PASSAGE FOR REVIEW ▸
━━━━━━━━━━━━━━━━━━━━━━━━━━━━━━

NEW YORK (GenomeWeb) – The mutation that researcher He Jiankui reportedly attempted to introduce into human embryos may be linked to increased mortality, according to a new analysis.

Last November, He announced the birth of twin girls whose genomes he had edited as embryos using CRISPR. The announcement drew condemnation and raised numerous ethical questions among the research community.

Researchers also criticized the gene editing He sought to perform. Although He's work has yet to be published, it has been reported that he aimed to edit the CCR5 gene to make the girls immune to HIV infection. It is unclear whether He was able to make the edits he sought to induce, but it has been suggested that He induced different mutations in CCR5 and that one twin might be heterozygous.

CCR5-Δ32 gene mutations — in which a 32-basepair stretch of the gene is missing — occur naturally among about 11 percent of Northern Europeans. But while a CCR5-Δ32 gene mutation confers protection against HIV infection, and possibly also smallpox and flaviviruses, researchers have suggested it might also increase susceptibility to infectious diseases like influenza.

The University of California, Berkeley's Xinzhu Wei and Rasmus Nielsen examined data from the UK Biobank on individuals with CCR5-Δ32 gene mutations and all-cause mortality and calculated whether there was a deviation from the Hardy–Weinberg equilibrium. As they reported today in Nature Medicine, their analyses indicated that individuals homozygous for the CCR5-Δ32 gene mutation have a 21 percent increase in their rate of all-cause mortality.

"Beyond the many ethical issues involved with the CRISPR babies, the fact is that, right now, with current knowledge, it is still very dangerous to try to introduce mutations without knowing the full effect of what those mutations do," Nielsen said in a statement. "In this case, it is probably not a mutation that most people would want to have. You are actually, on average, worse off having it."

━━━━━━━━━━━━━━━━━━━━━━━━━━━━━━

EXERCISE GOAL ▸
Please resume the article about the CCR5 mutation, picking up right after its final sentence. You won't need the items that come after the article about the CCR5 mutation.

(Saved data entries)

━━━━━━━━━━━━━━━━━━━━━━━━━━━━━━

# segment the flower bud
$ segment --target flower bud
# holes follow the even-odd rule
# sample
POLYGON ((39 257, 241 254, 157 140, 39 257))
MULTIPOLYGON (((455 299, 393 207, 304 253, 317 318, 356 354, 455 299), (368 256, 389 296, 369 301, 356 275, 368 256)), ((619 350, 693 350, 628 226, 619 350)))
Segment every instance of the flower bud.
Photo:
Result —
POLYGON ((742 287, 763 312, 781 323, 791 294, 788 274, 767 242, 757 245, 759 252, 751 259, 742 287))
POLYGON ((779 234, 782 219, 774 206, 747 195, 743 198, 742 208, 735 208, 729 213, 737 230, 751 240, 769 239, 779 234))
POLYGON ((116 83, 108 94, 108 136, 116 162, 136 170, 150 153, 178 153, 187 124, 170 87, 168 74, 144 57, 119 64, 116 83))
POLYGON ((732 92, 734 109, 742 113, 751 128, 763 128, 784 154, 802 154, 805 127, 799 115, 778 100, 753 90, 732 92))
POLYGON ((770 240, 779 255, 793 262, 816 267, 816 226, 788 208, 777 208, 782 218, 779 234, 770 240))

━━━━━━━━━━━━━━━━━━━━━━━━━━━━━━

ANSWER AREA ▸
Within the UK Biobank, there are thousands of individuals naturally homozygous for the CCR5-∆32 allele. Wei and Nielsen calculated the survival rate for individuals who were homozygous for the ∆32 allele, heterozygous for the ∆32 allele and the wild-type allele, and homozygous for the wild-type allele. After correcting for delays in death registration and possible ascertainment biases, they found individuals with the ∆32/∆32 genotype are 20 percent less likely to reach age 76 than other individuals.

Further analyses using log-rank testing and Cox modeling similarly found that individuals homozygous for the ∆32 allele have higher death rates than ∆32/+ and +/+ individuals. Those ∆32/+ and +/+ individuals, the researchers noted, had similar death rates.

Wei and Nielsen also examined whether there was a deviation from the Hardy–Weinberg equilibrium, which would indicate selection against homozygous individuals. They calculated the allele-specific inbreeding coefficient for ∆32/∆32 and compared it to the coefficients of other alleles with similar minor allele frequencies. Only 20 of the nearly 6,000 other alleles tested had an inbreeding coefficient lower than that of ∆32/∆32, they reported.

These two lines of evidence, Wei and Nielsen wrote, are broadly consistent with each other and suggest that being homozygous for CCR5-Δ32 gene mutation is linked to decreased life expectancy. "In this case, the cost of resistance to HIV may be increased susceptibility to other, and perhaps more common, diseases," they added.